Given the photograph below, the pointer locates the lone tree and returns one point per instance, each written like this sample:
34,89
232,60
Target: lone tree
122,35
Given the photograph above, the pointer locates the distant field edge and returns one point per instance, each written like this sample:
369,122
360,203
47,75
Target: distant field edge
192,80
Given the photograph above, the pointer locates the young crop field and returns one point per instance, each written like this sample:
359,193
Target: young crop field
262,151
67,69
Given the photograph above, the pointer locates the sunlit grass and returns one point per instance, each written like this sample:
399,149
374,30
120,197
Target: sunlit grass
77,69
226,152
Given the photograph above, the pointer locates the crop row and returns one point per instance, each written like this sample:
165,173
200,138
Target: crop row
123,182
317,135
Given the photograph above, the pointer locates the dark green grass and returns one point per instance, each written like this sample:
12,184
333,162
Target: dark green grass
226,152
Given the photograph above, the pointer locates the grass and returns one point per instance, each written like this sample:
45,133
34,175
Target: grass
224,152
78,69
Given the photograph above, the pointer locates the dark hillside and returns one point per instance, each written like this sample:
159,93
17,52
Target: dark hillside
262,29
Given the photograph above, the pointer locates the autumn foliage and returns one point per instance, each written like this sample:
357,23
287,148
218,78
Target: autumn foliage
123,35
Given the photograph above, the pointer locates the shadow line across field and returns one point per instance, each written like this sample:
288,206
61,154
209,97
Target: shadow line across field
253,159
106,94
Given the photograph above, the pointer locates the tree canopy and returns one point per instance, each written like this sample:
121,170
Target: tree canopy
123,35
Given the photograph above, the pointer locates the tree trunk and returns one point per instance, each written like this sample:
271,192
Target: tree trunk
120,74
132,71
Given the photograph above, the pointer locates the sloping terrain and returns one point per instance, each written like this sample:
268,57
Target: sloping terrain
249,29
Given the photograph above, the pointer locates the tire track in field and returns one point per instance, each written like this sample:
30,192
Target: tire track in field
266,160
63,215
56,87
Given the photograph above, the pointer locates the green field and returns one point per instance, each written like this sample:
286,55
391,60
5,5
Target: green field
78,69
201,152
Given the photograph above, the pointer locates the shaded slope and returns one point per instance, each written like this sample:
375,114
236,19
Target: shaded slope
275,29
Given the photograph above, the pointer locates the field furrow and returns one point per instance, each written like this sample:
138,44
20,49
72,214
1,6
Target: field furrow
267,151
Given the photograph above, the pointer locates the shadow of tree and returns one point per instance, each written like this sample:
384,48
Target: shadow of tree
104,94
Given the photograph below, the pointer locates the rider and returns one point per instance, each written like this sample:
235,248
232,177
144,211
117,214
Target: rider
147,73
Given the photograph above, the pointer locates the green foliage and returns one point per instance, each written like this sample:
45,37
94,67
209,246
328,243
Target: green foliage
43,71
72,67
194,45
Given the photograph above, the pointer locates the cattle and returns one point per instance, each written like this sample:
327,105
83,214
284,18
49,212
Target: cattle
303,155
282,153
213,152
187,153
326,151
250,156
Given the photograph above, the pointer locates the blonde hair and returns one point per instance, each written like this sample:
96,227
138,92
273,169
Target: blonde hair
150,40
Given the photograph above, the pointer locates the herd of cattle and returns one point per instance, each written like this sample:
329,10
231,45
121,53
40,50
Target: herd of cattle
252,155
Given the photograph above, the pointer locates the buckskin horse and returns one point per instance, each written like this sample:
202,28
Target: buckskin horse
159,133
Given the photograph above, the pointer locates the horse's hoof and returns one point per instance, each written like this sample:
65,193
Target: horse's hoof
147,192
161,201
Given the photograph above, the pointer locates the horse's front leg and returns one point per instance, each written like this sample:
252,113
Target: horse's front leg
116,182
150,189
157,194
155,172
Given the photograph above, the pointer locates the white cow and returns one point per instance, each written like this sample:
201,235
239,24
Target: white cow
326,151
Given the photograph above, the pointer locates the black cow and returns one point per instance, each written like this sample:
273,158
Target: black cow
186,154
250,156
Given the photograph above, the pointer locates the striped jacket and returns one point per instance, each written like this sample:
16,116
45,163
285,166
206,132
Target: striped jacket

§ §

* _REQUISITOS DA TAREFA_
Edite todos os dados trocando cada ocorrência de "returns one point per instance" por "returns one point per object" e deixando o restante sem nenhuma alteração.

* _RESPOSTA COMPLETA_
Given the photograph below, the pointer locates the lone tree and returns one point per object, each written like this sample:
34,89
232,60
Target: lone tree
122,35
Given the photograph above, the pointer locates the distant field edge and returns one point per object, each written like this sample:
369,122
360,203
47,75
Target: distant field edge
192,80
Given the photograph above, the pointer locates the young crop field and returns one point per object, each written like this sample:
359,193
Target: young crop field
262,151
67,69
Given the photograph above, the pointer locates the sunlit grass and returns one point per object, each written like this sample:
399,149
374,30
120,197
Target: sunlit grass
77,69
226,152
Given the photograph above, the pointer locates the crop row and returns one point per object, each written like this sample:
165,173
200,138
Target: crop row
123,182
317,135
Given the photograph above, the pointer locates the dark green grass and returns one point per object, each written like this sample:
12,184
333,162
Target: dark green grass
226,152
Given the photograph above, the pointer locates the grass and returns one point per object, each written like this sample:
45,133
34,175
Target: grass
224,152
78,69
Given the photograph above, the pointer locates the dark hillside and returns one point per object, each written like this sample:
159,93
17,52
Target: dark hillside
262,29
Given the photograph above, the pointer locates the autumn foliage and returns one point per object, each written like this sample:
357,23
287,148
218,78
Target: autumn foliage
123,35
Given the photograph above, the pointer locates the shadow line across field and returns one point per object, each written like this sample:
288,206
61,154
209,97
Target: shadow line across field
253,159
106,94
Given the photograph above, the pointer locates the tree canopy and returns one point per object, each written like this sample:
121,170
Target: tree canopy
123,35
Given the photograph above, the pointer locates the tree trunk and returns one point per object, each written like this sample:
271,192
Target: tree trunk
120,74
132,71
Given the photograph above, the pointer locates the sloping terrain and returns one point per object, each written like this sample:
268,57
Target: sloping terrain
249,29
Given the photograph above, the pointer locates the tire track in field and returns one point per object, each written like this sample:
30,192
Target: tire track in field
266,160
63,215
56,87
Given the photograph above, the pointer locates the green field and returns one point per object, each written like this sample:
286,55
391,60
5,5
Target: green field
78,69
201,152
Given the photograph above, the pointer locates the shaded slope and returns one point per object, each written like this sample:
375,114
236,19
Target: shaded slope
275,29
Given the photograph above, the pointer locates the field furrow and returns one point per object, each written like this sample:
138,44
20,49
72,214
1,6
Target: field furrow
267,151
Given the photograph above, the pointer locates the shadow of tree and returns one point per object, each written like this sample:
384,48
Target: shadow of tree
104,94
Given the photograph below, the pointer locates the rider and returns one point per object, each written like this sample:
235,248
232,177
144,211
117,214
Target: rider
147,73
Given the photograph above, the pointer locates the green foliage and returns one point per object, each written like this sample:
45,37
94,67
209,246
328,243
Target: green foliage
43,71
72,67
194,45
Given the photograph above, the pointer locates the cattle and returns one point per object, each written like this sample:
327,105
83,214
284,18
49,212
Target: cattle
303,155
282,153
213,152
187,153
326,151
250,156
Given the photograph above, the pointer locates the blonde hair and returns one point per object, each written like this sample:
96,227
138,92
273,169
Target: blonde hair
150,40
Given the photograph above, the pointer locates the herd of cattle and returns one point per object, each written like this sample:
329,10
231,45
121,53
40,50
Target: herd of cattle
252,155
Given the photograph above, the pointer locates the buckskin horse and returns one point per object, each written like this sample:
202,28
Target: buckskin horse
159,133
Given the photograph above, the pointer locates the horse's hoof and returns one point per object, each written like this sample:
65,193
Target: horse's hoof
147,192
161,201
Given the photograph above, the pointer locates the horse's front leg and returns one point per object, each written like this sample:
252,113
Target: horse's front leg
116,182
150,189
157,194
155,172
Given the photograph above, the pointer locates the white cow and returns one point per object, each written like this sample:
201,235
239,24
Target: white cow
326,151
Given the photograph above, the pointer locates the black cow and returns one point per object, each written like this sample:
273,158
Target: black cow
186,154
250,156
Given the photograph above, the pointer locates the striped jacket and returns one point per object, each written like this sample:
16,116
45,163
285,166
206,132
Target: striped jacket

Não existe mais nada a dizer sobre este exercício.